● **Task brief**: Rewrite every line of the rows below, requests included. Multiply each bounding-box pixel coordinate in the answers by 0.45 and round it to a whole number, with halves rounding up. Leave the pictures out of the output.

● **Given data**:
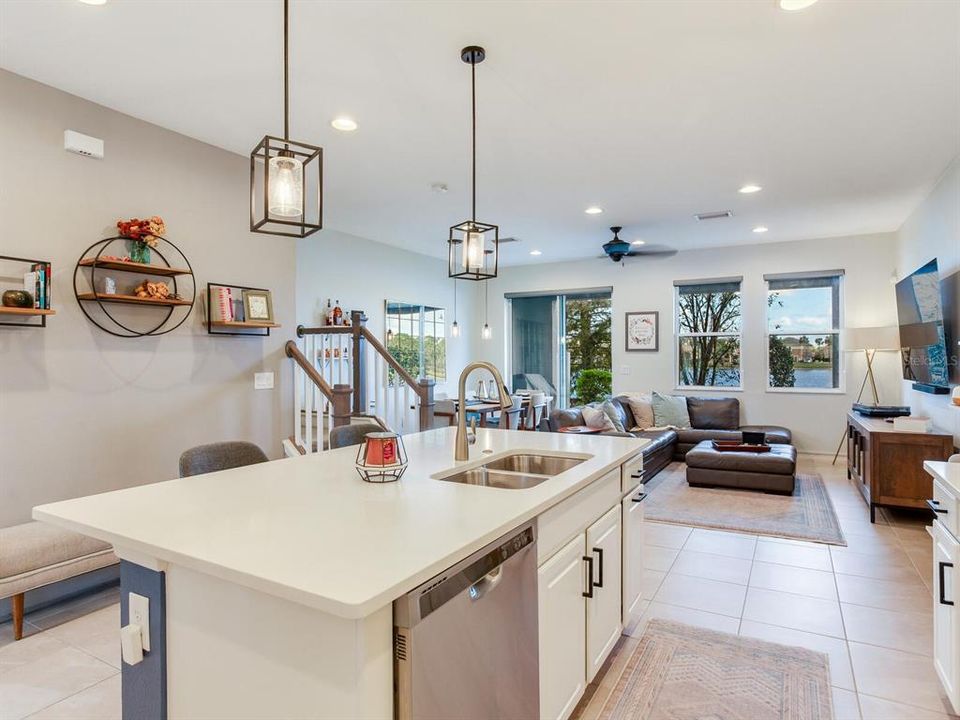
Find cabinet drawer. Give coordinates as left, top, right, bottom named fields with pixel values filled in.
left=620, top=453, right=643, bottom=495
left=931, top=480, right=958, bottom=537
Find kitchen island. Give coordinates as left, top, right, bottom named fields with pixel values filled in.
left=33, top=428, right=646, bottom=719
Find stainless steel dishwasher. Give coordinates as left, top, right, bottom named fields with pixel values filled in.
left=393, top=522, right=540, bottom=720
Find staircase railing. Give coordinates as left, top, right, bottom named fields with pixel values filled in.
left=286, top=311, right=434, bottom=452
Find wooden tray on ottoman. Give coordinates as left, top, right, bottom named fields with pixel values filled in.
left=712, top=440, right=770, bottom=453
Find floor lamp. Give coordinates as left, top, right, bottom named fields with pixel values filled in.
left=833, top=325, right=900, bottom=464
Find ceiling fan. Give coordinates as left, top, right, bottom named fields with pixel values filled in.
left=599, top=225, right=677, bottom=262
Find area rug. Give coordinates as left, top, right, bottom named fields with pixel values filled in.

● **Answer below**:
Find cabinet drawer. Give coordinates as left, top, right, bottom named fields with pixel values filled in.
left=279, top=204, right=289, bottom=223
left=419, top=216, right=431, bottom=242
Find kitchen island. Give coordinates as left, top, right, bottom named fields with pixel values filled in.
left=15, top=193, right=291, bottom=324
Find stainless steel dishwasher. Give coordinates as left, top, right, bottom named fields with pixel values filled in.
left=177, top=235, right=243, bottom=324
Find staircase railing. Give coordinates as left, top, right, bottom named fields with pixel values filled in.
left=129, top=140, right=195, bottom=203
Find wooden tray on ottoman. Give coordinates as left, top, right, bottom named fields with pixel values filled in.
left=320, top=198, right=347, bottom=204
Find floor lamp. Give coordinates as left, top, right, bottom named fields with pixel values filled in.
left=375, top=146, right=405, bottom=209
Find ceiling fan. Give coordinates as left, top, right, bottom named fields with pixel values filled in.
left=270, top=101, right=305, bottom=118
Find area rug. Give coordinates as left, top, right, bottom named fields with pixel values filled in.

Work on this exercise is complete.